## begin
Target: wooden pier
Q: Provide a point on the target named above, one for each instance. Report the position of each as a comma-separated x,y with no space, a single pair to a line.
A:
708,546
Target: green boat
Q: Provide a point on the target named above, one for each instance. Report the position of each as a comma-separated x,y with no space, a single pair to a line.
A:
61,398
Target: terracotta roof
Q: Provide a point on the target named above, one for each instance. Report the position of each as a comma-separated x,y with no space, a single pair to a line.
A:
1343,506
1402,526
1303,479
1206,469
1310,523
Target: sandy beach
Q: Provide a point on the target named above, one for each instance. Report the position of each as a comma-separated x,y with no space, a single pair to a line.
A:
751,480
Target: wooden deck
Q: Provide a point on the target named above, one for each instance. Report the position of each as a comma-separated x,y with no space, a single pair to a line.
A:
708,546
## end
■ **Brief**
Copy out everything from the line containing "Target: wooden deck" down to the end of the material above, with no changes.

■ **Solution to this exercise**
Target: wooden deck
Q: Provide a point on the target named above, one for each instance. Report the position of each as a comma-separated x,y with no space, a single pair to a line.
A:
708,546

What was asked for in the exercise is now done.